**YOUR TASK**
What you return must match the records word for word.

====== PROVIDED DATA

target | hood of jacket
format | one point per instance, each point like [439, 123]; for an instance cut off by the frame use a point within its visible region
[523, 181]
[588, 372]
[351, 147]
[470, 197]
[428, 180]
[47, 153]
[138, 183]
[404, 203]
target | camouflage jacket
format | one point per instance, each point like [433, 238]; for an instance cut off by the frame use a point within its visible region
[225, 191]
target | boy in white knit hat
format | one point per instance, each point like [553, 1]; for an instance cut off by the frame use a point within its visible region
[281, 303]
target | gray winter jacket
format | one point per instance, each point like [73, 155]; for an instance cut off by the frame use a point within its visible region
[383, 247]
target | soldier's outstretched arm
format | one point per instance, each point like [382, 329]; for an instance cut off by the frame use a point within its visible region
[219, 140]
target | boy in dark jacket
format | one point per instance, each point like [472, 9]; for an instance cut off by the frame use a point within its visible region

============

**ANSWER BELOW**
target | hood of jacket
format | one point per instance, each point like [439, 123]; for an instance cut off by the frame use a point within its visible region
[523, 181]
[588, 372]
[351, 147]
[470, 197]
[428, 180]
[47, 153]
[138, 183]
[404, 203]
target | camouflage jacket
format | one point per instance, each point like [433, 238]; for an instance cut off by the frame use a point within its visible region
[225, 191]
target | boy in white knit hat
format | one point per instance, each point like [553, 1]; for an instance cut off by the frame use a point within its visible region
[281, 303]
target | gray winter jacket
format | one point per instance, each point like [73, 155]; for an instance cut off by the frame use a point within its visible region
[383, 247]
target | soldier's outstretched arm
format | one point per instance, each point like [382, 329]; for an instance cut off by the frame use a point within its visible region
[219, 140]
target | boy in dark jacket
format | one point per instance, each point like [472, 9]; for an instance cut off by the frame use a point within its visible region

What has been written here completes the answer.